■ WHAT IS EXPECTED ■
Which lines in the material below contain the word "black"? Copy each of them.
'''
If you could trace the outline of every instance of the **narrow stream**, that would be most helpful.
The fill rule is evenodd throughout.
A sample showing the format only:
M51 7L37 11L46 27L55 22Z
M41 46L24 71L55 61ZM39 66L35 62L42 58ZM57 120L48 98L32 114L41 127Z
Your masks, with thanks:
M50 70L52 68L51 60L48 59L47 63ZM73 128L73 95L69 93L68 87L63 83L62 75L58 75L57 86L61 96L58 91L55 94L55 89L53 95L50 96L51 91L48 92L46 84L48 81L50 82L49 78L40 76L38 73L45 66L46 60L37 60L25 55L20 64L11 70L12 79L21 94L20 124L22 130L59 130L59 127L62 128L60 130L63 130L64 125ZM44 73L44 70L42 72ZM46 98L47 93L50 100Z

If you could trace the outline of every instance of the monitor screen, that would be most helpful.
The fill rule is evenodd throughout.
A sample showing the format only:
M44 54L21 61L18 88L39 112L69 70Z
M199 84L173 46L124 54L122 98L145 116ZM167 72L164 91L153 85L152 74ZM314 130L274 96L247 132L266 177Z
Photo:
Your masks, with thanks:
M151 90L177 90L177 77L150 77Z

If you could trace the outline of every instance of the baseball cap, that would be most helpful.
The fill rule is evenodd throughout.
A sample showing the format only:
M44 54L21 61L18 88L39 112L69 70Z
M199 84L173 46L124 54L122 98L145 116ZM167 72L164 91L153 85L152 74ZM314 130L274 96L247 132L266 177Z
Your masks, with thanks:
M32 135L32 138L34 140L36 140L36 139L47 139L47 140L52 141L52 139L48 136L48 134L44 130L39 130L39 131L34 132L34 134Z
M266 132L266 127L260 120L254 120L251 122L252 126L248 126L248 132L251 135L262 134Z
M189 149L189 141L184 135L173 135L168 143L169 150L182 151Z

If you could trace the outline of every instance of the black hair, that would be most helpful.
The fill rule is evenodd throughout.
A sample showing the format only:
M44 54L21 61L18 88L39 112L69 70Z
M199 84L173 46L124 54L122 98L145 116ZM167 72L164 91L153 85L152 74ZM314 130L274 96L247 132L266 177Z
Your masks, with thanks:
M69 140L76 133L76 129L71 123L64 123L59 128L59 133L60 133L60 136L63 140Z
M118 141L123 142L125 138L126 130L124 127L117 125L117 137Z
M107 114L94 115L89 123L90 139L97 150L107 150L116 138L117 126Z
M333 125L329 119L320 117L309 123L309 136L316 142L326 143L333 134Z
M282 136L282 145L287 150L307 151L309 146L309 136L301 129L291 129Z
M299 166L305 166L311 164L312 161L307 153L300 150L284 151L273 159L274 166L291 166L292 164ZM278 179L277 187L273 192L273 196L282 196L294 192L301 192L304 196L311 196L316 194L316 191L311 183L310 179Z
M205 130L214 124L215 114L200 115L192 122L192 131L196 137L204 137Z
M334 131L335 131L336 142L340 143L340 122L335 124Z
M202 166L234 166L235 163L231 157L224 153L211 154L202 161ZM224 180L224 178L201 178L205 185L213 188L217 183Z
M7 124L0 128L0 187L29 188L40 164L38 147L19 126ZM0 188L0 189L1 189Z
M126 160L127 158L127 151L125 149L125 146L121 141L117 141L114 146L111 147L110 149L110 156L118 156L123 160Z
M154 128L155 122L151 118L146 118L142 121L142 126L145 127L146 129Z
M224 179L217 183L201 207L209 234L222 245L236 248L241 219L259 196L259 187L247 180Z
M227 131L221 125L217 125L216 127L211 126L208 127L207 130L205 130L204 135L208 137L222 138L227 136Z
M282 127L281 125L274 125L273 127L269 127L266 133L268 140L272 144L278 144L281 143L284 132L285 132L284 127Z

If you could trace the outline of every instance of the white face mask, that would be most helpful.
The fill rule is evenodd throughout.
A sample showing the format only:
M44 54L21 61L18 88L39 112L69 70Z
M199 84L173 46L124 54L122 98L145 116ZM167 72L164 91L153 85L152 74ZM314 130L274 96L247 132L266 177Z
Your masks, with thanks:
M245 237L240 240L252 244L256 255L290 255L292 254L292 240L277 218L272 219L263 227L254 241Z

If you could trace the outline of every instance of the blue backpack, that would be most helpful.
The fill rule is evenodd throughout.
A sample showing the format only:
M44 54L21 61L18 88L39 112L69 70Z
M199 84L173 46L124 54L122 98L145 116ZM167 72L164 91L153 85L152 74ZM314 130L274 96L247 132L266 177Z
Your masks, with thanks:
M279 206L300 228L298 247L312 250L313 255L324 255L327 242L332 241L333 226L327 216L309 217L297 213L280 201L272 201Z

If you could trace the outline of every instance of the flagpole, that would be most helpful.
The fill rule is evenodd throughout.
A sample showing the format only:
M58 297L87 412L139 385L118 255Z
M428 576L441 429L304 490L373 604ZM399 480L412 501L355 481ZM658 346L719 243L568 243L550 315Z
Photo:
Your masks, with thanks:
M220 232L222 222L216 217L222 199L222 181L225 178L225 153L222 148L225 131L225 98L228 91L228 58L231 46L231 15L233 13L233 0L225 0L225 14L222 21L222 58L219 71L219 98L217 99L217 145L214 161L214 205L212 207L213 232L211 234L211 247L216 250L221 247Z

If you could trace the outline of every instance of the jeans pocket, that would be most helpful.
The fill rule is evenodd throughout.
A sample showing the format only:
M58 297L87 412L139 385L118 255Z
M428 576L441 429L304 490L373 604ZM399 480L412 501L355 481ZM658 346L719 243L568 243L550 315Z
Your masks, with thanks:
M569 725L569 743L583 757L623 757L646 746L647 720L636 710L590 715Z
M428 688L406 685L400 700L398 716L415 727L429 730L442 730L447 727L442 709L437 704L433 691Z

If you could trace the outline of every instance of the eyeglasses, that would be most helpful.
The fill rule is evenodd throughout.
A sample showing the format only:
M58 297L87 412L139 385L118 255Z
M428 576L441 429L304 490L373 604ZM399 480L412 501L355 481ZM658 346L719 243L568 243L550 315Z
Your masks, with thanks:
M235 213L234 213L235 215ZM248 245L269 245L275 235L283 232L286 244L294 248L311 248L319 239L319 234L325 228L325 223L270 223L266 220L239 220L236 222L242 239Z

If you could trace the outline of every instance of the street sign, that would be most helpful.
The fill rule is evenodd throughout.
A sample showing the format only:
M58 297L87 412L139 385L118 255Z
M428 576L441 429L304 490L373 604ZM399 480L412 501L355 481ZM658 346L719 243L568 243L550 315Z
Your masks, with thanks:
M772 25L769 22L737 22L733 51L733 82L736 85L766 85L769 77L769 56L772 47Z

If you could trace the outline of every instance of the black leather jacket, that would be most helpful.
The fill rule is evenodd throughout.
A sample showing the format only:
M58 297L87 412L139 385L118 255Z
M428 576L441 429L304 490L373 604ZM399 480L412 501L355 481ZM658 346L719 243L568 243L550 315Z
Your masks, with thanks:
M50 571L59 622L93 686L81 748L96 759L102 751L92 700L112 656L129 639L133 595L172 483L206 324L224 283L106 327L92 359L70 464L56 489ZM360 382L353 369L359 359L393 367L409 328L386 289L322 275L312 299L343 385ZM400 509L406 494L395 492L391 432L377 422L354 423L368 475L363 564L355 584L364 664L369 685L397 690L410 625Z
'''
■ YOUR RESPONSE ■
If you could trace the outline of every instance of the black hair, that would be most helpful.
If you could trace the outline of every instance of the black leather jacket, that would be most helpful.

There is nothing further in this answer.